Document segment:

──────

Apparently if you get it wrong the dog thinks it's a game! Boxers have humiliated a few owners, that most likely made a half-hearted lame attempt at doing it?? But I have in heard in PM's that some folks have used it with great success as did I for a rather minor problem,(over barking at door knocks) admittedly but it worked great and took 5 seconds worth of effort (took me a few seconds to find a sock!  

Tons on it at Gary Wilkes's site but here is a piece.

Why the Bonker Works | Gary Wilkes' Real Clicker Training


His response to joggers, bikes, dogs and other things should be nothing! Use the "PC" to convince him "it's not your concern" dog unless told otherwise. 

And "Sit on the Dog and The Place Command" are in those links, extremely important, you should do and train those!


----------



## Chip18 (Jan 11, 2014)

Just found another Cat v Dog thing simpler still, I still think a "Bonker sends a stronger message but whatever works. 

https://www.youtube.com/watch?v=JMio1LAZLSEE


----------



## Slamdunc (Dec 6, 2007)

Crumples,
You need to start some obedience training to handle the issues that you are having outside. From what you describe about your dog "going crazy" over the bikers, skateboarders, etc. it seems he is a high prey drive dog. You need to teach a solid recall, down stay and sit stay. Your dog needs to be trained and worn out. A good dog is tired dog.

──────

Dataset rows:
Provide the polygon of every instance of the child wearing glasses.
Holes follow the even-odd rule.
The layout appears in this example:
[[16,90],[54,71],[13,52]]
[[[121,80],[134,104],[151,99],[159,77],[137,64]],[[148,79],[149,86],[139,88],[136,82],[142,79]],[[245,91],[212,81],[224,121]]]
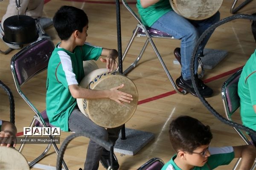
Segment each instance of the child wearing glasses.
[[212,135],[209,126],[197,119],[180,116],[173,120],[169,130],[172,147],[177,153],[162,170],[209,170],[242,158],[240,170],[250,170],[256,157],[253,145],[209,147]]

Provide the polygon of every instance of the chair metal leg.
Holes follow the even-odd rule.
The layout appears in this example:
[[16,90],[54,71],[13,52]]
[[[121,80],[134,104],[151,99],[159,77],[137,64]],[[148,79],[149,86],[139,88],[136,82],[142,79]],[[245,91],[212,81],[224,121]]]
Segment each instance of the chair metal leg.
[[32,161],[29,165],[29,167],[32,167],[34,164],[38,162],[39,161],[42,159],[46,155],[47,153],[49,151],[50,149],[51,148],[51,147],[52,146],[52,144],[49,143],[47,145],[46,149],[44,150],[43,153],[41,155],[40,155],[38,157],[36,158],[35,159],[34,159]]
[[237,0],[234,0],[234,2],[232,4],[232,6],[231,6],[231,8],[230,8],[230,13],[232,14],[236,14],[238,11],[240,10],[242,8],[245,6],[246,5],[247,5],[252,0],[245,0],[240,5],[239,5],[237,7],[235,8],[235,6],[236,6],[236,4]]
[[[127,53],[128,53],[128,51],[130,49],[130,48],[131,47],[131,44],[132,43],[132,42],[133,42],[133,41],[134,40],[134,38],[135,38],[135,37],[136,37],[136,35],[137,35],[137,34],[138,33],[138,32],[139,31],[139,28],[140,28],[140,27],[139,27],[139,26],[138,25],[137,25],[137,27],[135,28],[135,31],[134,32],[134,34],[132,35],[131,38],[131,40],[130,40],[130,41],[129,41],[129,42],[128,43],[127,47],[126,47],[126,48],[125,50],[125,52],[124,52],[124,54],[123,54],[122,58],[122,61],[124,61],[124,60],[125,60],[125,57],[126,57],[126,55],[127,54]],[[118,69],[117,69],[117,70],[118,70]]]
[[201,61],[201,58],[200,57],[198,58],[198,62],[201,66],[201,73],[200,74],[199,74],[198,76],[199,79],[201,79],[204,76],[204,65],[202,63],[202,61]]
[[[32,120],[32,122],[31,122],[31,123],[30,124],[30,125],[29,126],[30,127],[33,127],[35,125],[35,121],[36,121],[36,116],[34,116],[34,118],[33,118],[33,120]],[[21,143],[21,144],[20,145],[20,148],[19,149],[19,152],[20,153],[21,153],[21,152],[22,151],[22,150],[23,150],[23,148],[24,148],[24,144],[26,143],[26,140],[27,138],[28,138],[28,136],[25,136],[25,138],[24,138],[24,140],[23,140],[22,142],[22,143]]]
[[12,48],[9,48],[5,51],[2,51],[2,50],[0,50],[0,53],[3,54],[7,54],[12,50],[13,50],[13,49]]
[[233,170],[236,170],[237,169],[236,168],[237,168],[238,167],[238,165],[239,165],[239,164],[240,163],[240,162],[241,160],[242,160],[241,158],[239,158],[237,160],[237,161],[236,162],[236,164],[235,164],[235,166],[234,166],[234,167],[233,167]]
[[[32,122],[31,122],[31,123],[30,124],[30,125],[29,126],[30,127],[33,127],[35,126],[35,121],[37,119],[36,119],[37,117],[37,116],[36,115],[35,115],[34,116],[34,118],[33,119],[33,120],[32,120]],[[53,137],[52,136],[49,135],[48,136],[49,136],[49,138],[50,138],[50,139],[53,139]],[[24,138],[25,140],[23,140],[23,142],[21,143],[21,144],[20,145],[20,148],[19,149],[19,152],[21,153],[21,152],[22,151],[22,150],[23,150],[23,149],[24,148],[24,145],[26,143],[26,142],[24,141],[26,141],[26,139],[27,139],[28,137],[28,136],[25,136],[25,138]],[[58,156],[58,148],[57,145],[56,144],[56,143],[55,142],[49,143],[48,144],[48,145],[47,145],[47,147],[46,147],[46,149],[45,149],[45,150],[44,151],[44,152],[43,152],[42,154],[41,154],[41,155],[40,155],[37,158],[36,158],[36,159],[34,159],[33,161],[32,161],[29,164],[29,167],[33,167],[33,166],[34,165],[35,165],[35,164],[36,164],[39,161],[40,161],[41,159],[42,159],[43,158],[44,158],[44,156],[45,156],[47,154],[47,153],[48,153],[49,151],[50,150],[50,149],[51,148],[51,147],[52,146],[52,145],[53,145],[53,147],[54,148],[54,150],[55,150],[55,152],[57,154],[57,155]],[[63,166],[63,167],[65,170],[68,170],[68,168],[67,168],[67,164],[66,164],[66,163],[65,162],[64,160],[63,160],[63,161],[62,162],[62,165]]]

──────

Requests:
1. In the dog training thread, give the stretch from "Just found another" through "(Dec 6, 2007)" again, swapping "stronger message" for "clearer message".
2. According to Slamdunc's post in the dog training thread, which three things does the owner need to teach the dog?
3. Write what comes next in the dog training thread, picking up after its final sentence.

Exercise results:
1.
Just found another Cat v Dog thing simpler still, I still think a "Bonker sends a clearer message but whatever works. 

https://www.youtube.com/watch?v=JMio1LAZLSEE


----------



## Slamdunc (Dec 6, 2007)

2. A solid recall, down stay and sit stay.

3.
The issue with your cat is a difficult one. I would keep them separated, put up gates and give your cat an escape route. If your cat decides to fight, he may very well wind up dead. It doesn't take much for a GSD to kill a cat. There are those dogs that chase a cat and once the cat stops to fight the dog leaves. Then there are dogs that simply snatch the cat up and the fight is over. I'm not sure which type of dog that you have, but if you have the latter, the cat will not fair well. I would make sure that you have some dog free zones for the cat to escape too. I love cats and saw one last night that I really wanted to take home. Unfortunately, it wouldn't last 5 minutes in my house with my dog. That is why I don't have cats. A puppy might have been easier to acclimate than an 18 month old dog. 

If the dog is really not animal aggressive, then with some good obedience training you might be able to get them to co exist. But, don't ever expect them to be friends or safe to be left alone together. 

Best of luck.


----------



## crumples10 (Jan 13, 2016)

We started basic obedience about a month after we got him (see previous info about trainer), but since our trainer has gone off the map we've been left in a tough spot. We don't want to spend any more big bucks on private training, so I am beginning to work with him myself. I'm open to any online info or books that you guys recommend related to training at home. Just by leashing him or crating him all day yesterday made a difference I believe. He had a few "tantrums" in the crate towards the end of the evening, but overall he accepted it. 

I don't care if they ever become friends. That'd be nice, but the ultimate goal is that they can freely roam around the house ignoring each other and I can worry about my kids and not have to think where the cat is. 

Thanks again for everyone's help. I'm excited about seeing what we can accomplish.


----------



## Chip18 (Jan 11, 2014)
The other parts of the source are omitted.